Retype the lines below word for word, in their original order.

Data records
#####

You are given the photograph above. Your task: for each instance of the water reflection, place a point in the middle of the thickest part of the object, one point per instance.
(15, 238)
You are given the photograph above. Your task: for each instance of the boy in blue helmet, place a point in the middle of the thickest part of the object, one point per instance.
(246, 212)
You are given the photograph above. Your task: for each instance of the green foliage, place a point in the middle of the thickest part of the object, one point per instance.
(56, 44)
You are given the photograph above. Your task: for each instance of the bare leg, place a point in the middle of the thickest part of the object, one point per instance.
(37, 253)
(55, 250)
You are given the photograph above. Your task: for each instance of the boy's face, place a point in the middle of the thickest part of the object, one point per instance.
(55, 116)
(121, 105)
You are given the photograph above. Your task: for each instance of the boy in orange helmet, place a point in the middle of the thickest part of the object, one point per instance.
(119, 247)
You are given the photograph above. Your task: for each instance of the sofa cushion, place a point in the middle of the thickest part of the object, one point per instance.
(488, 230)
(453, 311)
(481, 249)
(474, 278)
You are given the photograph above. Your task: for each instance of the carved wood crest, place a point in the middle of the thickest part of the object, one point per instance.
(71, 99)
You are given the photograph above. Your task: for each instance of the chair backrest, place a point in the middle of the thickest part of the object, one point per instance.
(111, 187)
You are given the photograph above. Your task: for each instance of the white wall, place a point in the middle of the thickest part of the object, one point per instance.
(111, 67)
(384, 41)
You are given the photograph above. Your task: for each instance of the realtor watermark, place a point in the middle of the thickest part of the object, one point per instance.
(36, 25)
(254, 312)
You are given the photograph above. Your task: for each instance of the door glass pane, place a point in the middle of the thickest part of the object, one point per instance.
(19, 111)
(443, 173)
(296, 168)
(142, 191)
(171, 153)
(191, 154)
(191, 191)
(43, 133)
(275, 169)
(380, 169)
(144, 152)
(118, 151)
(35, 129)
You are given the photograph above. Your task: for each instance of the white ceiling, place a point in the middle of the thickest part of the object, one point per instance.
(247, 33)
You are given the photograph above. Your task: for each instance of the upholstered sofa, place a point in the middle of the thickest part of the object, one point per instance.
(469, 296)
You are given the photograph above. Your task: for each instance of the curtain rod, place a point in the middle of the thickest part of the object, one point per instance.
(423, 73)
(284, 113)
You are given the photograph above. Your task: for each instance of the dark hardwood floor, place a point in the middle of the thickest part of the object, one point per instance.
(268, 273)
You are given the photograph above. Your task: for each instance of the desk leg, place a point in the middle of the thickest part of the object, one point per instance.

#####

> [WRITTEN REPLY]
You are given the photograph above. Your task: for each instance of the water reflection, place a point in the middle of the thickest part of the object, one point per instance.
(15, 238)
You are given the photograph above. Your task: for each instance of the boy in blue helmet, place a point in the middle of the thickest part of the object, one point per instance.
(246, 212)
You are given the photograph above. Your task: for each instance of the green foliage, place a point in the middle of the thickest part of the object, one point per instance.
(56, 44)
You are given the photograph above. Your task: for each instance of the bare leg, place a point in the middle of the thickest part of the object, one point per instance.
(37, 253)
(55, 250)
You are given the photograph above. Your task: for each instance of the boy's face, place a point in the middle of the thickest part of the object, one point per instance.
(55, 116)
(121, 105)
You are given the photograph above. Your task: for each instance of the boy in orange helmet, place a point in the middle of the thickest part of the object, one point per instance.
(119, 247)
You are given the photograph above. Your task: for each instance of the sofa cushion, place a point in the middle of the thickest part of the object, one point per instance.
(488, 230)
(453, 311)
(481, 249)
(474, 278)
You are given the photograph above. Your task: for each instance of the carved wood crest, place a point in the middle of the thickest part of the object, one point per instance.
(71, 99)
You are given the photograph above. Your task: for each instance of the chair backrest, place a point in the middle of the thickest part of the object, one point per instance.
(111, 187)
You are given the photograph above. Your task: for each instance of the white wall, place a point in the middle of the thickest part of the object, one point per instance.
(111, 67)
(384, 41)
You are given the photograph above. Your task: for each instance of the realtor watermark, place a point in the middle of the thickest part of the object, one point per instance.
(36, 25)
(254, 312)
You are given the photograph above. Your task: for each instance of the door glass pane, place a point in the middle of the thickest part of the object, one point per instance.
(19, 111)
(443, 173)
(296, 168)
(142, 191)
(171, 153)
(191, 154)
(191, 191)
(43, 133)
(275, 169)
(380, 169)
(144, 152)
(118, 151)
(35, 129)
You are given the photograph above. Your task: for each instance of the white ceiling, place a point in the middle of the thickest part of the object, one point per instance.
(247, 33)
You are given the photograph above. Your task: for each instance of the upholstered sofa, place a point in the middle of the thickest part of the object, one point per instance.
(469, 296)
You are given the photograph above. Your task: for each instance of the curtain rod, place a point in the middle of the thickest part of the object, one point per instance.
(423, 73)
(284, 113)
You are given the photograph above. Your task: for each instance of the dark hardwood floor, place a point in the middle of the thickest part of the object, one point per instance.
(268, 273)
You are given the photograph above. Your task: for each instance of the desk leg, place a point in the middle of the thickest part of the object, one point per instance.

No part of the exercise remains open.